> **Ziel A**: Welches Land war laut dem Textabschnitt über den Unabhängigkeitskrieg 1948 als einziges bereit, Israel Waffen zu verkaufen?
> **Ziel B**: Führen Sie den Textabschnitt über den Unabhängigkeitskrieg 1948 im Anschluss an seinen letzten Satz weiter.

> **Textabschnitt**:

In den frühen Tagen des Unabhängigkeitskrieges 1948 hatte Israel Schwierigkeiten, Unterstützung von anderen Ländern zu erhalten. Nur wenige waren bereit, dem jungen jüdischen Staat bei der Beschaffung der richtigen Ausrüstung für seine Verteidigung zu helfen. Es galt ein internationales Waffenembargo, und das einzige Land, das bereit war, Israel Waffen zu verkaufen, war die finanziell angeschlagene Tschechoslowakei, die auch die Ausbildung israelischer Piloten und anderer Spezialisten anbot.
Viele israelische Agenten, darunter Naftali Lau-Lavie (1926–2014), der Bruder des späteren israelischen Oberrabbiners Israel Meir Lau (der damals noch ein Kind war), wurden in die Tschechoslowakei geschickt, um dort ausgebildet zu werden und Ausrüstung für die Verteidigung des neu gegründeten jüdischen Staates zu besorgen.
In seiner Autobiografie Balaamʼs Prophecy erinnert sich Lau-Lavie daran, wie »unsere Männer die Uniformen der tschechischen Luftwaffe trugen«. Sie mussten sich verkleiden, um der Entdeckung durch Spione zu entgehen, was zum Scheitern ihrer Mission geführt hätte.

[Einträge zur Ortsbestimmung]
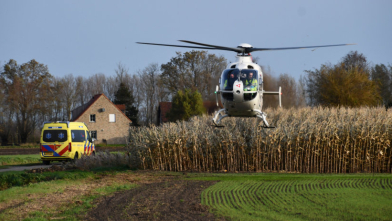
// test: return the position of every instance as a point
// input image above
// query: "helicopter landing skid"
(218, 117)
(263, 117)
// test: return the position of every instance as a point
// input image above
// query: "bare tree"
(26, 86)
(149, 79)
(194, 70)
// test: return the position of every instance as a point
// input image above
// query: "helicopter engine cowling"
(238, 88)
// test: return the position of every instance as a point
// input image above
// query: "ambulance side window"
(88, 136)
(78, 135)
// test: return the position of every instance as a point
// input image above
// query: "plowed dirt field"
(166, 200)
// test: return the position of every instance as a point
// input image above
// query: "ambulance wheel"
(76, 157)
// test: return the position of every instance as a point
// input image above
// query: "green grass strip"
(299, 196)
(19, 159)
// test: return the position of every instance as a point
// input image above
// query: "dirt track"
(167, 200)
(22, 151)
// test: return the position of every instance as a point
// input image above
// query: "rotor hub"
(244, 45)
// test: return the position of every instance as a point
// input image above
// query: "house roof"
(93, 100)
(121, 107)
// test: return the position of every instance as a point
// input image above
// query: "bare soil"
(22, 151)
(166, 200)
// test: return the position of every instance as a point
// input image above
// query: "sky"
(84, 38)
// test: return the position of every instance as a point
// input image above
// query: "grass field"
(300, 197)
(238, 196)
(68, 197)
(19, 159)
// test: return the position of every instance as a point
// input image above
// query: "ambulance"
(64, 140)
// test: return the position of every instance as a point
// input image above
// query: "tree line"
(30, 95)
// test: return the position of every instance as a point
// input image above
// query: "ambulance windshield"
(55, 135)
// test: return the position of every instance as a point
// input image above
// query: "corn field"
(307, 140)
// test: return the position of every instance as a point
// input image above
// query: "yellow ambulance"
(64, 140)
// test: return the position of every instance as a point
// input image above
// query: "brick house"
(106, 121)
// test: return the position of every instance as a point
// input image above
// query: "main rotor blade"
(272, 49)
(180, 46)
(239, 50)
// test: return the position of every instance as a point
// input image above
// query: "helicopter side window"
(229, 76)
(250, 79)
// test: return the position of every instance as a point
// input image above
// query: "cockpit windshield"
(247, 76)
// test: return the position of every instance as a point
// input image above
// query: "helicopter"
(241, 84)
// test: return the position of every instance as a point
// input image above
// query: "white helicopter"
(241, 84)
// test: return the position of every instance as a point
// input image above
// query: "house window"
(112, 118)
(94, 134)
(92, 117)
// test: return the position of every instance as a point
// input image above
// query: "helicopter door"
(238, 89)
(228, 77)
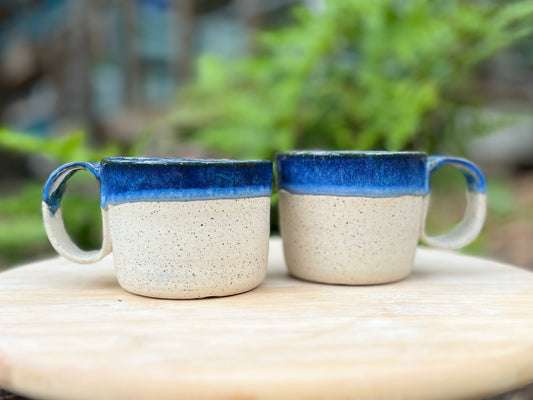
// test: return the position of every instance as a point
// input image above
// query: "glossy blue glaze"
(353, 173)
(475, 181)
(158, 179)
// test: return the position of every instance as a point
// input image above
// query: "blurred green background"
(82, 80)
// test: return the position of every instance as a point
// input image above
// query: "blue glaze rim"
(124, 179)
(353, 173)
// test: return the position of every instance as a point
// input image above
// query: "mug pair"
(186, 229)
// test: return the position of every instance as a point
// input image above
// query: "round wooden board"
(457, 327)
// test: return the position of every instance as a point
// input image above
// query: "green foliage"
(21, 229)
(363, 74)
(63, 149)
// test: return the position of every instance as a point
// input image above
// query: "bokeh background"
(81, 80)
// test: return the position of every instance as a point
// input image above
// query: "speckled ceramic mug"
(355, 218)
(178, 228)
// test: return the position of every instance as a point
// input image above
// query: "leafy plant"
(362, 74)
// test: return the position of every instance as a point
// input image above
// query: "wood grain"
(458, 327)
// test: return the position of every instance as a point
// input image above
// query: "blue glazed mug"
(177, 228)
(351, 217)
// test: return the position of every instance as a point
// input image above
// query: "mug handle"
(476, 205)
(53, 216)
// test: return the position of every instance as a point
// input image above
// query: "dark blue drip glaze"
(353, 173)
(475, 181)
(151, 179)
(157, 179)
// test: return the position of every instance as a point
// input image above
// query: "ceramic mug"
(355, 218)
(178, 228)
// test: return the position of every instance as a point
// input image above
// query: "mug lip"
(162, 161)
(349, 153)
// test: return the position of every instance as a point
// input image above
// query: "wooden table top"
(457, 327)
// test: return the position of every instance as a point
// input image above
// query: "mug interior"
(125, 179)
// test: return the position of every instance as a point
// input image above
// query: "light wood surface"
(458, 327)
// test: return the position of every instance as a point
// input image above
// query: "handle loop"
(476, 207)
(53, 216)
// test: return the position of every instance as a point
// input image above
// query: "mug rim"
(350, 153)
(180, 161)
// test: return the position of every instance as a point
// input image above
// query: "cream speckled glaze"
(355, 218)
(178, 229)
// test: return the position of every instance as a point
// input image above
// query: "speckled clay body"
(355, 218)
(190, 249)
(350, 240)
(178, 229)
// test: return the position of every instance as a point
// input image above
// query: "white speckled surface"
(190, 249)
(350, 240)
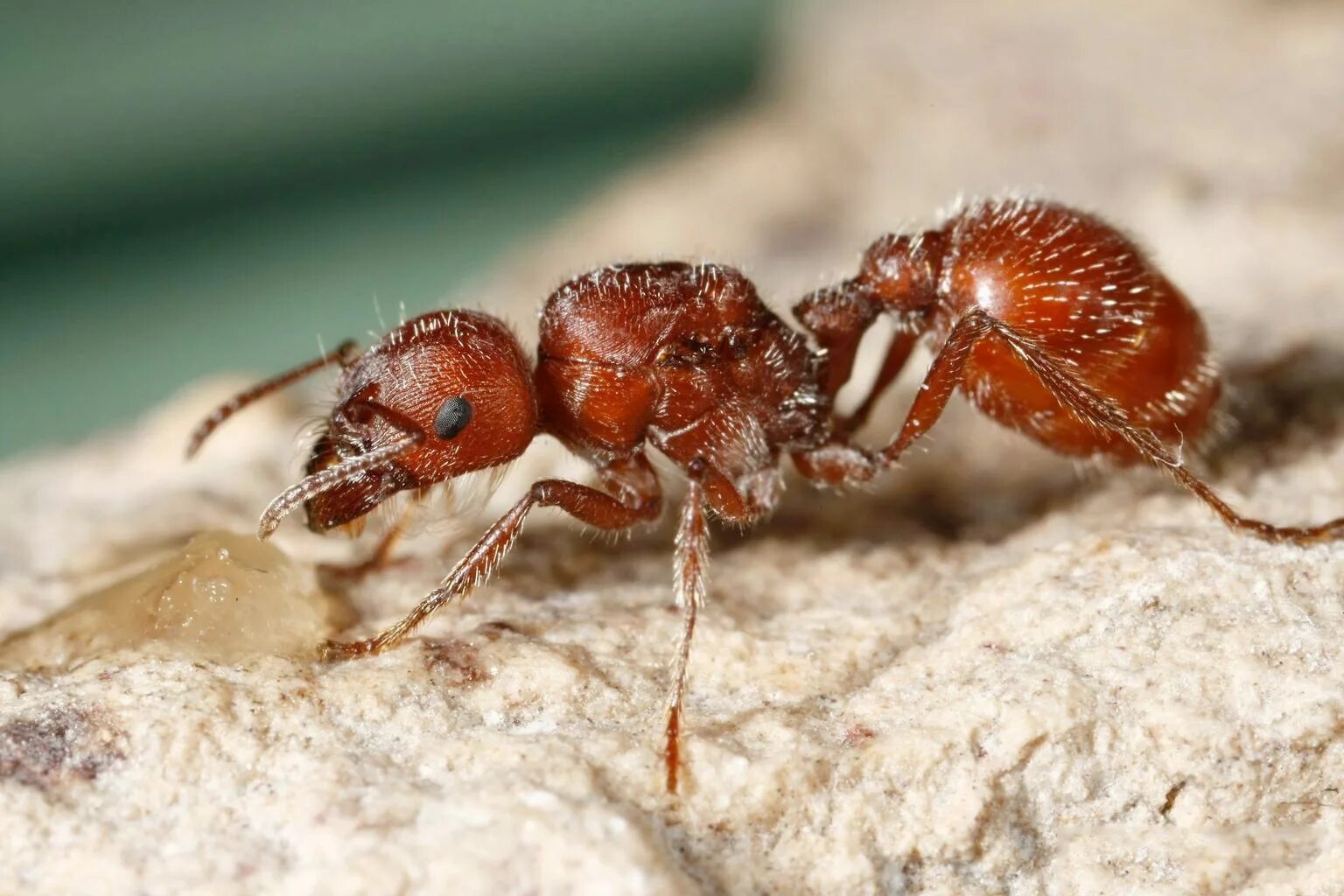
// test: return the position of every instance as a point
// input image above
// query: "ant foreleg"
(640, 501)
(382, 555)
(692, 547)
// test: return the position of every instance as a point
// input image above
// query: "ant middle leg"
(840, 462)
(692, 549)
(640, 500)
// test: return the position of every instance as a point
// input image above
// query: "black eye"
(452, 416)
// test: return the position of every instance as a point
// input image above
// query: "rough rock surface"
(988, 677)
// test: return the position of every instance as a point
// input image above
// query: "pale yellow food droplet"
(220, 597)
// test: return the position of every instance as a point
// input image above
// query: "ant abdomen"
(1083, 294)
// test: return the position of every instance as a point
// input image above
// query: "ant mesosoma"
(1050, 320)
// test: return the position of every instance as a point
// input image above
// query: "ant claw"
(338, 650)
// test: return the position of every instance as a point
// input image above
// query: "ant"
(1048, 320)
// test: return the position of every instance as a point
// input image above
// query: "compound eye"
(453, 416)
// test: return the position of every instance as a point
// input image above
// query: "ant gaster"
(1050, 320)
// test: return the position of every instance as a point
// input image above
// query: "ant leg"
(898, 352)
(343, 355)
(837, 318)
(640, 501)
(692, 546)
(1103, 414)
(844, 464)
(382, 555)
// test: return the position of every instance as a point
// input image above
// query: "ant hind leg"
(1101, 413)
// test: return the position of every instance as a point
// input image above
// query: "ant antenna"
(340, 355)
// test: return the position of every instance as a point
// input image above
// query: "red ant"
(1050, 320)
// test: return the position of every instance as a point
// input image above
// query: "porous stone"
(990, 676)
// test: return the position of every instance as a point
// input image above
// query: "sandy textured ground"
(990, 677)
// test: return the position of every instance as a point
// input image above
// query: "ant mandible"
(1050, 320)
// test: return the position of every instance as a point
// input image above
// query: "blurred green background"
(203, 186)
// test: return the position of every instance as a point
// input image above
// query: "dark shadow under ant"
(1048, 320)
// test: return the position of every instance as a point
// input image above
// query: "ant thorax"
(684, 358)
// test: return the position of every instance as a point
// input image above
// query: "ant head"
(900, 271)
(441, 396)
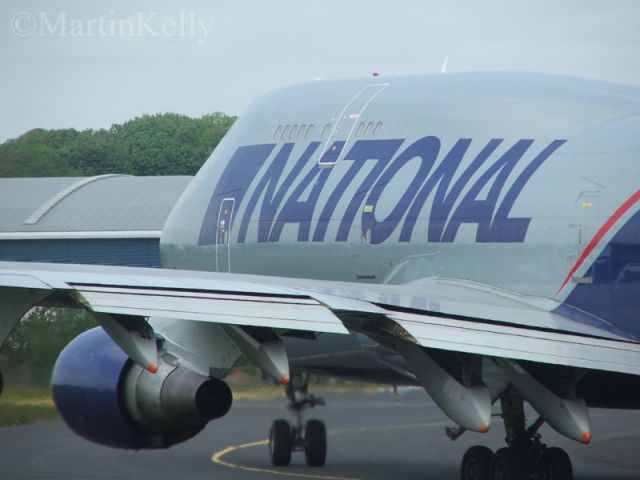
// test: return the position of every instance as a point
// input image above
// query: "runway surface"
(371, 436)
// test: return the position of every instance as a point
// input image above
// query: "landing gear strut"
(310, 437)
(525, 457)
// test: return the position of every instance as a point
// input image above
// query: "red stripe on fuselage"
(601, 233)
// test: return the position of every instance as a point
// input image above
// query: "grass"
(23, 404)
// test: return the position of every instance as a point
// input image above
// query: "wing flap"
(520, 343)
(268, 311)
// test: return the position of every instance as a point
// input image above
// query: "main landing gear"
(310, 437)
(525, 457)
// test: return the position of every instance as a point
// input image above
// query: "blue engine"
(107, 399)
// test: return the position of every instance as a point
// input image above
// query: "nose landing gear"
(310, 437)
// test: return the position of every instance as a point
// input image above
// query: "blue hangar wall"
(105, 220)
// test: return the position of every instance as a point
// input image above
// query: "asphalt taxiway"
(371, 436)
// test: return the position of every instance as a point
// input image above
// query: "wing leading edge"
(440, 314)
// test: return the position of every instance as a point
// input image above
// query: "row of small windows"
(369, 129)
(293, 132)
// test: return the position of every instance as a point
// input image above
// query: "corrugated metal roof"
(110, 203)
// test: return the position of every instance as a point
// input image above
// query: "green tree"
(38, 339)
(162, 144)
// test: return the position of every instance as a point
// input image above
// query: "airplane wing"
(443, 314)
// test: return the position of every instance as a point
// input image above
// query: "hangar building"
(107, 220)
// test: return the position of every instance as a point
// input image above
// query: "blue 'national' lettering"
(275, 202)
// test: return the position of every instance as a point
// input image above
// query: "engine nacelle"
(107, 399)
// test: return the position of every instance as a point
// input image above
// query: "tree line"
(161, 144)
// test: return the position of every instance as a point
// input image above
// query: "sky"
(92, 64)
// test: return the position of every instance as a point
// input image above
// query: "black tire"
(556, 465)
(280, 443)
(476, 464)
(508, 464)
(315, 443)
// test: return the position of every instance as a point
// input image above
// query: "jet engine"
(106, 398)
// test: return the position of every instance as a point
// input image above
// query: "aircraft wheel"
(280, 443)
(315, 443)
(556, 465)
(508, 464)
(476, 464)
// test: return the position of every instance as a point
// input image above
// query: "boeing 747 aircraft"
(475, 234)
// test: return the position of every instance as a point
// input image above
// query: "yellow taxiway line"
(217, 457)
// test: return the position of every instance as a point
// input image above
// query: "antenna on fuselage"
(443, 68)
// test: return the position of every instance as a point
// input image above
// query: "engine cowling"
(106, 398)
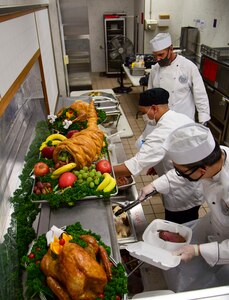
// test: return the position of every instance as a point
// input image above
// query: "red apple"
(71, 132)
(103, 166)
(47, 152)
(40, 169)
(66, 179)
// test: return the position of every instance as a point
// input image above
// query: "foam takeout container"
(155, 251)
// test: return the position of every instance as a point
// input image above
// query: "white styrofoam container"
(154, 250)
(151, 234)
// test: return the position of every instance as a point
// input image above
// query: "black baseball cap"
(155, 96)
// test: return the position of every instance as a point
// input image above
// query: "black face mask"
(165, 61)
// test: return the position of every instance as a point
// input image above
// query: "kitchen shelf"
(113, 25)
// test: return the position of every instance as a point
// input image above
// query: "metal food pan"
(131, 181)
(132, 237)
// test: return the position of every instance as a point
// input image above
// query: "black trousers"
(182, 216)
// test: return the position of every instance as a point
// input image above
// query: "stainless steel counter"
(96, 214)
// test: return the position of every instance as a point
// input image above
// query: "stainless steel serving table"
(96, 214)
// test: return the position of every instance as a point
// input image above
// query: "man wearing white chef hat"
(181, 205)
(180, 77)
(197, 156)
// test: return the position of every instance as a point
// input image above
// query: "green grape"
(89, 179)
(92, 185)
(96, 181)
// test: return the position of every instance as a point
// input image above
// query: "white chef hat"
(160, 42)
(189, 143)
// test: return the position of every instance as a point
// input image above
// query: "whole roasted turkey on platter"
(84, 146)
(76, 274)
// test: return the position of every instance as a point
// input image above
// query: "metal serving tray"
(131, 181)
(132, 238)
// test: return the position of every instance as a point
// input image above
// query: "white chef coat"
(151, 154)
(185, 86)
(213, 229)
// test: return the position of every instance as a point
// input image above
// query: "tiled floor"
(153, 208)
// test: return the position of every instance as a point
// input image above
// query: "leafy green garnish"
(36, 279)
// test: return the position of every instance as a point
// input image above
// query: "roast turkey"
(84, 146)
(75, 273)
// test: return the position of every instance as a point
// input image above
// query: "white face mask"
(148, 120)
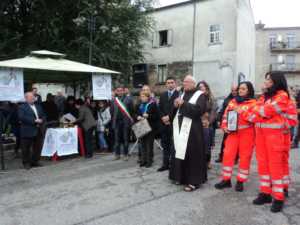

> **Ergebnis A**: Die finanziell angeschlagene Tschechoslowakei.

> **Ergebnis B**:
In unserem Wochenabschnitt verkleidet sich Jakow, von seiner Mutter Riwka unterstützt, als sein Bruder Esaw, damit er von seinem Vater den Segen erhält, der die Zukunft des jüdischen Volkes bestimmen wird.
Wie kann es sein, dass Riwka Jakow davon überzeugte, auf diese Weise zu handeln, um von Jizchak den Segen zu erhalten, der eigentlich seinem Bruder Esaw zustand?
Esaw verkaufte sein Erstgeburtsrecht für eine Schüssel Linsen – er hatte Hunger.
Riwka hatte sehr gute Argumente, und sie hatte das Gefühl, dass Jizchak einen Fehler gemacht hatte, als er den Segen Esaw und nicht Jakow geben wollte. Sie hatte direkt von Gʼtt gehört, dass »der Ältere dem Jüngeren dienen sollte«.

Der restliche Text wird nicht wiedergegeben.